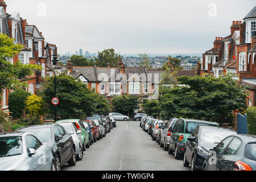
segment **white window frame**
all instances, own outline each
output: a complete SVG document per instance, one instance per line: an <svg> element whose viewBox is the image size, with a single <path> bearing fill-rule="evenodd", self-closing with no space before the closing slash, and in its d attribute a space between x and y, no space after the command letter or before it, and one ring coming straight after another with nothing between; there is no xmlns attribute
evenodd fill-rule
<svg viewBox="0 0 256 182"><path fill-rule="evenodd" d="M105 94L105 83L101 83L101 93ZM102 87L103 86L103 87Z"/></svg>
<svg viewBox="0 0 256 182"><path fill-rule="evenodd" d="M239 53L239 71L245 72L246 71L246 54L245 52Z"/></svg>
<svg viewBox="0 0 256 182"><path fill-rule="evenodd" d="M141 94L140 82L129 82L129 94Z"/></svg>

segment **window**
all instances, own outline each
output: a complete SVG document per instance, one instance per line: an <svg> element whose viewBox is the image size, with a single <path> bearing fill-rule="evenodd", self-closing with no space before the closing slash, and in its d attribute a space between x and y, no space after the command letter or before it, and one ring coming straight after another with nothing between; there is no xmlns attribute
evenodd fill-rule
<svg viewBox="0 0 256 182"><path fill-rule="evenodd" d="M27 149L34 148L37 150L42 146L41 142L32 135L27 135L25 138Z"/></svg>
<svg viewBox="0 0 256 182"><path fill-rule="evenodd" d="M229 43L225 43L225 59L227 60L229 57Z"/></svg>
<svg viewBox="0 0 256 182"><path fill-rule="evenodd" d="M245 52L241 52L239 53L239 71L244 72L246 68L246 61L245 59L246 54Z"/></svg>
<svg viewBox="0 0 256 182"><path fill-rule="evenodd" d="M241 143L242 142L239 139L234 138L226 148L226 151L224 155L234 155Z"/></svg>
<svg viewBox="0 0 256 182"><path fill-rule="evenodd" d="M220 143L217 147L216 153L217 155L222 155L224 152L225 148L229 143L229 142L232 140L233 137L229 137L223 140L221 143Z"/></svg>
<svg viewBox="0 0 256 182"><path fill-rule="evenodd" d="M96 92L96 83L92 83L92 91L94 89L94 92Z"/></svg>
<svg viewBox="0 0 256 182"><path fill-rule="evenodd" d="M39 43L38 41L35 41L35 51L38 51L39 50Z"/></svg>
<svg viewBox="0 0 256 182"><path fill-rule="evenodd" d="M148 92L148 86L147 82L144 83L144 93L147 93Z"/></svg>
<svg viewBox="0 0 256 182"><path fill-rule="evenodd" d="M105 84L101 84L101 93L105 93Z"/></svg>
<svg viewBox="0 0 256 182"><path fill-rule="evenodd" d="M18 55L18 59L20 61L21 63L24 64L24 54L19 53Z"/></svg>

● ● ●

■ **Task**
Can you reproduce all the items above verbatim, without the pictures?

■ **Exercise answer**
segment **white window frame**
all instances, own outline each
output: a complete SVG document per instance, one instance per line: an <svg> element whose viewBox is the image size, with a single <path> bearing fill-rule="evenodd", self-closing with no space before the closing slash, and in its d attribute a space between x and y, no space after the command letter or before it, and one ring coming straight after another with nothing between; there is no xmlns attribute
evenodd fill-rule
<svg viewBox="0 0 256 182"><path fill-rule="evenodd" d="M105 94L105 83L101 83L101 93ZM102 87L103 86L103 87Z"/></svg>
<svg viewBox="0 0 256 182"><path fill-rule="evenodd" d="M239 53L239 71L245 72L246 71L246 54L245 52Z"/></svg>
<svg viewBox="0 0 256 182"><path fill-rule="evenodd" d="M141 94L140 82L129 82L129 94Z"/></svg>

segment **window**
all instances, own outline each
output: a complete SVG document per instance, one instance per line: an <svg> element whose viewBox is the image size, with a single <path> bearing fill-rule="evenodd", self-closing with no space before the closing slash, and in its d attribute a space between x and y, no space after the command letter or before it, and one ring coming straight after another with nothing between; there is no xmlns attribute
evenodd fill-rule
<svg viewBox="0 0 256 182"><path fill-rule="evenodd" d="M27 149L34 148L37 150L42 146L41 142L32 135L27 135L25 138Z"/></svg>
<svg viewBox="0 0 256 182"><path fill-rule="evenodd" d="M229 43L225 43L225 59L227 60L229 57Z"/></svg>
<svg viewBox="0 0 256 182"><path fill-rule="evenodd" d="M245 52L241 52L239 53L239 71L244 72L246 68L246 61L245 59L246 54Z"/></svg>
<svg viewBox="0 0 256 182"><path fill-rule="evenodd" d="M241 143L242 142L239 139L234 138L226 148L226 151L224 155L234 155Z"/></svg>
<svg viewBox="0 0 256 182"><path fill-rule="evenodd" d="M220 143L217 147L216 153L217 155L222 155L224 152L225 148L229 143L229 142L232 140L233 137L229 137L223 140L221 143Z"/></svg>
<svg viewBox="0 0 256 182"><path fill-rule="evenodd" d="M96 92L96 83L92 83L92 91L94 89L94 92Z"/></svg>
<svg viewBox="0 0 256 182"><path fill-rule="evenodd" d="M39 43L38 41L35 41L35 51L38 51L39 50Z"/></svg>
<svg viewBox="0 0 256 182"><path fill-rule="evenodd" d="M148 92L148 86L147 82L144 83L144 93L147 93Z"/></svg>
<svg viewBox="0 0 256 182"><path fill-rule="evenodd" d="M105 84L101 84L101 93L105 93Z"/></svg>
<svg viewBox="0 0 256 182"><path fill-rule="evenodd" d="M18 55L18 59L20 61L21 63L24 64L24 54L19 53Z"/></svg>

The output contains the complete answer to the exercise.